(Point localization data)
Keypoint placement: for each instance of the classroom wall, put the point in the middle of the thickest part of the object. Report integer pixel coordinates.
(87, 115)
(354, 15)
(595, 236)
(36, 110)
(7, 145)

(Exercise description)
Write the data out in full, matching every line exactly.

(Task result)
Keypoint placement: for each instance of the classroom wall, put the point in the middle of the thickest part of the object. Report integer pixel coordinates.
(87, 115)
(354, 15)
(595, 236)
(36, 110)
(7, 145)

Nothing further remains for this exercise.